**WORK TO COMPLETE**:
Rewrite the data below, replacing "white window frame" with "window frame" everywhere and leaving everything else unchanged.
>> START TASK DATA
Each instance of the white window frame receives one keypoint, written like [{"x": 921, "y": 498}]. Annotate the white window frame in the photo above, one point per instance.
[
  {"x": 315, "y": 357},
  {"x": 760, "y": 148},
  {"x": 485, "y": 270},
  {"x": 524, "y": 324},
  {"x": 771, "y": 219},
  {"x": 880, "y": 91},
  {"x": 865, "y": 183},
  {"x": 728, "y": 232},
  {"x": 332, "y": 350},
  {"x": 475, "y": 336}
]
>> END TASK DATA
**ANSWER TO THE EXERCISE**:
Each instance of the window frame receives one keypoint, written like [{"x": 921, "y": 498}]. Annotate the window frame in the photo above, one point per instance.
[
  {"x": 315, "y": 357},
  {"x": 760, "y": 148},
  {"x": 485, "y": 270},
  {"x": 524, "y": 324},
  {"x": 771, "y": 219},
  {"x": 880, "y": 91},
  {"x": 865, "y": 183},
  {"x": 728, "y": 232},
  {"x": 332, "y": 350},
  {"x": 475, "y": 336}
]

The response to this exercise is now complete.